Maria Bethânia - Drama: Anjo Exterminado, 1972
Depois de muito tempo sem escrever, eis que volto a meu canto, resenhando a minha mais nova descoberta: Na ninha opinião, um dos melhores discos de Bethânia gravados em estúdio - Drama: Anjo Exterminado.
Este disco é, assim como o Rosa Dos Ventos, um tanto misterioso. Não tanto quanto aquele, mas nesse ouvimos uma Bethânia diferente, que flerta com o rock setentão da bateria de Tutty Moreno - acreditem! -, o piano de Antonio Perna, o baixo - e que baixo!!! - de Moacir, a flauta de Tuzé de Abreu e guitarras e violões de Perinho de Albuquerque.
Num geral a sonoridade deste LP me traz muito à mente o disco Pérola Negra, de Luiz Melodia - lançado um ano depois. O timbre da bateria, o naipe de metais em uma das músicas, o clima jazzístico e inclusive a gravação de "Estácio Holly Estácio", de Luiz, que aparecerá em seu disco também, que me trazem esta ligação.

▸ **LINHAS DA LISTAGEM**
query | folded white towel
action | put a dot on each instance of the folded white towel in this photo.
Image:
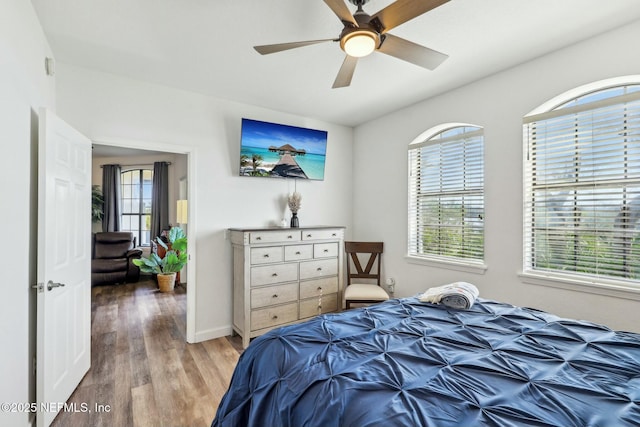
(459, 295)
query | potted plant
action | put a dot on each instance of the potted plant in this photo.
(173, 261)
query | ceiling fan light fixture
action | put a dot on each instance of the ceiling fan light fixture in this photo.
(359, 43)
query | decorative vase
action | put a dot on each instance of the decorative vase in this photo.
(166, 281)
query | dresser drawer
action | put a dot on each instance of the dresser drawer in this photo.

▸ **OBJETIVO DO EXERCÍCIO**
Indique, com base na resenha do disco Drama: Anjo Exterminado, quem toca a flauta nesse disco.

▸ **EXERCÍCIO RESOLVIDO**
Tuzé de Abreu.